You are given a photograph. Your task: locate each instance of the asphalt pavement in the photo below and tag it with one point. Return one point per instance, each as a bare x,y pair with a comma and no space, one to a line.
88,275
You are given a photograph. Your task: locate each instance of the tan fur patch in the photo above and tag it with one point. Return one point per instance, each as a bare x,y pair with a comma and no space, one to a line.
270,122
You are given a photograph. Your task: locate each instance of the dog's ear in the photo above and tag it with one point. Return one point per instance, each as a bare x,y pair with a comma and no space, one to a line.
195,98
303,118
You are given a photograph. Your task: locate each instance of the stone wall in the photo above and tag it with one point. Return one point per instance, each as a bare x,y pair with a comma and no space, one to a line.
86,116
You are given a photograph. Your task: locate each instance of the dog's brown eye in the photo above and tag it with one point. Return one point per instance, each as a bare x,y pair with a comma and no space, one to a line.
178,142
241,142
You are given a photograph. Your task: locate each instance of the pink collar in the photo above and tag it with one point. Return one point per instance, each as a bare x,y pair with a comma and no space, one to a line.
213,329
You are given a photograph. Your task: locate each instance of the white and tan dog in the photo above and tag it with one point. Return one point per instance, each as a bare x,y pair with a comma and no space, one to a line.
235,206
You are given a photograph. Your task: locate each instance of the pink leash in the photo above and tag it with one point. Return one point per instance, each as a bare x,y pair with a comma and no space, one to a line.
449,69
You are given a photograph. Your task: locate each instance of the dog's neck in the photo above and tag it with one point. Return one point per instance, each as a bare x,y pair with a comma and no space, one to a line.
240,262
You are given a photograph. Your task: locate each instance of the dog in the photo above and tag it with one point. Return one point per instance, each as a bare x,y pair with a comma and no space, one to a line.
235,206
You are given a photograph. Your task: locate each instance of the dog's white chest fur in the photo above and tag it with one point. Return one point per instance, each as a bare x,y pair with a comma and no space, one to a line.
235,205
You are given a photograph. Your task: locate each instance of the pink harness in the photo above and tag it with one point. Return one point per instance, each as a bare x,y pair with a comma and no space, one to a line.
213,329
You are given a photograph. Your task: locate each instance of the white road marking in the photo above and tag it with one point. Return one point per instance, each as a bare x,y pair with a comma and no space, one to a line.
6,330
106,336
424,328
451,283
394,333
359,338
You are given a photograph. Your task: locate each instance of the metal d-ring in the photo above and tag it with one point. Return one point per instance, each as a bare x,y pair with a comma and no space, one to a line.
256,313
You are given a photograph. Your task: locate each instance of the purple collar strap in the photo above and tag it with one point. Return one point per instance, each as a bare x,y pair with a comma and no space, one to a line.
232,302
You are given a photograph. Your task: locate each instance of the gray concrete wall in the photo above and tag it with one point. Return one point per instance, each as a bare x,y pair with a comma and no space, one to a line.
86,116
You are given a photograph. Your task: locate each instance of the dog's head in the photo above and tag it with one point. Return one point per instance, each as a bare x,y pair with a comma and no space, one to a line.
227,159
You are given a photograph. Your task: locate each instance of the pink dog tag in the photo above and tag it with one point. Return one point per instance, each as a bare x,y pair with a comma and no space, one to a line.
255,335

● What the task requires:
Please rewrite all of the lines above, replacing "one to a line" with "one on each line" and leaving everything else as it is.

● Task output:
You are given a photograph. Your task: locate each instance of the asphalt pavement in the photo below and tag it with one point. Return one point per instance, each as a bare x,y pair with a comma and no space, one on each line.
88,275
You are given a photograph. Your task: locate each instance of the tan fur patch in the photo above and tag it with one point. Return one point per instance, each as a bare x,y pair with a comma and no space, one on each line.
270,122
You are given a photograph. Your task: locate each instance of the dog's ear in the photo above and tag it with one point. Return one point per instance, each as a bare x,y pair with a comma and no space, one on each line.
195,98
303,118
You are given a photograph. Your task: locate each instance of the stone wall in the photo above and tag it with one point. Return one point per instance, each as a bare x,y pair with a comma and no space, one on each line.
86,116
You are given a photograph. Your task: locate each instance of the dog's brown eye in the photo above and tag it with one point. Return one point per instance, each as a bare x,y pair with a comma and no space, one on each line.
178,142
241,142
You are given a photograph. Your task: locate each instance of the pink collar in the photo above and tag it with one point. Return one point per instance, each as a bare x,y pair with a comma and no space, one on each line.
213,329
You are given a photograph. Your task: locate each instance of the white and tan dog in the photo above and tag it with one point. Return one point per instance, each as a bare x,y pair with a comma and no space, one on each line.
235,206
You are given a photograph. Your task: locate each instance of the pink leash in the photo above and tag it with one point. Return one point per instance, each as a bare x,y pair with a comma and no space, one on each line.
449,69
You are given a photograph. Your task: locate each instance of the dog's neck in the photo above and tag it with one point. Return one point per instance, each as a bare x,y pair with a comma and no space, one on each line.
240,262
You are given a photograph. Your task: locate each instance of the dog in the photo above and tag it with one point. Return one point per instance, each as a bare x,y pair with a comma and no space, one on each line.
235,206
You are given a photograph. Your task: locate each instance of the dog's white chest fur in the photo above and tag it with one point. Return one point per instance, each as a bare x,y pair with a comma and no space, one on each line.
235,205
You are given a photograph. Your task: locate each instance of the pink harness in the photo above and tag it with one point. Return one point per instance, each as a bare x,y pair with a comma and no space, one on each line.
213,329
You are given a photograph. Your task: locate each instance of the white road marking in the photo above and tag it with one point. Return one point per instance, each as a bare x,y pair with a comma and no space, one on each line.
6,330
106,336
424,328
451,283
394,333
359,338
You are given a photograph. Your task: locate each instance of the metal d-ring in the photo above and tag it with one point. Return one point per instance, each as a bare x,y pair with a comma and no space, one on each line.
256,313
You are given a photograph. Your task: locate each instance of the purple collar strap in the photo above and tag it with one point. Return one point per instance, each as a bare x,y pair with a comma and no space, one on each line.
232,302
You are given a photograph. Your task: locate each instance of the gray concrete wall in the photo above and tag it with one point. Return one point per instance, each as a bare x,y pair with a comma and no space, one on each line.
86,116
You are given a photograph. Your task: locate each instance of the dog's head in the photo above and tag it with one point. Return one point per instance, each as a bare x,y pair with a comma and no space, one on each line.
227,159
You are given a photograph. Your task: locate each instance of the pink dog tag in the photo above and tag it with one point. Return one point per instance, each as a bare x,y pair with a comma and no space, one on each line.
255,335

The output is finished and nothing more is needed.